======== TASK MATERIAL
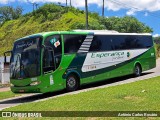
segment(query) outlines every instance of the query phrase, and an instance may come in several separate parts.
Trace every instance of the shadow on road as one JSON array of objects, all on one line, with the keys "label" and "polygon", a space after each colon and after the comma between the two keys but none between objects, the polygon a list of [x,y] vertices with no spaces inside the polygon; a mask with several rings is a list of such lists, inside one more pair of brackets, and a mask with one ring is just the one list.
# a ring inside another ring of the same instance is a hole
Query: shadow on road
[{"label": "shadow on road", "polygon": [[[142,76],[145,76],[145,75],[151,74],[151,73],[153,73],[153,72],[143,73]],[[116,82],[120,82],[120,81],[125,81],[125,80],[128,80],[129,78],[134,78],[134,76],[133,75],[127,75],[127,76],[123,76],[123,77],[117,77],[117,78],[112,78],[112,79],[108,79],[108,80],[101,81],[101,82],[96,82],[96,83],[83,85],[80,88],[80,90],[93,88],[93,87],[98,87],[98,86],[102,86],[102,85],[107,85],[107,84],[111,84],[111,83],[116,83]],[[65,93],[66,93],[66,91],[62,90],[62,91],[46,93],[46,94],[35,94],[35,95],[32,95],[32,96],[26,96],[26,97],[21,97],[21,98],[13,98],[11,100],[1,101],[0,104],[19,104],[19,103],[33,102],[33,101],[41,100],[41,99],[44,99],[44,98],[49,98],[49,97],[53,97],[53,96],[57,96],[57,95],[62,95],[62,94],[65,94]]]}]

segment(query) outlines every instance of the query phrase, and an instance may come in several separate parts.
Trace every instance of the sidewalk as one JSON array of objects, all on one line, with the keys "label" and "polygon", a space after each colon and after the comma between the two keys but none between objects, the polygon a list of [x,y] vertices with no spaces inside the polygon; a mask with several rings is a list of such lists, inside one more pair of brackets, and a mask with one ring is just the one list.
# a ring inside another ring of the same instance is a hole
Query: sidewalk
[{"label": "sidewalk", "polygon": [[10,91],[10,87],[2,87],[0,88],[0,92]]}]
================
**DIRECTIONS:** Set out the items as a JSON list of strings, one string per line, starting at the beginning of the items and ending at the line that contains "Query: shadow on road", both included. Omit blank lines and leave the pictures out.

**REPLY TO THE EXERCISE:**
[
  "segment(query) outlines every instance of the query phrase, and an instance may come in several separate parts.",
  "Trace every instance of the shadow on road as one JSON array of objects, all on one line, with the keys \"label\" and \"polygon\", a space after each colon and after the comma between the two keys but none between objects, the polygon a list of [x,y] vertices with no spaces inside the polygon; a mask with several rings is a list of such lists, inside one more pair of brackets, and a mask with one ring is just the one list.",
  "# a ring inside another ring of the same instance is a hole",
  "Query: shadow on road"
]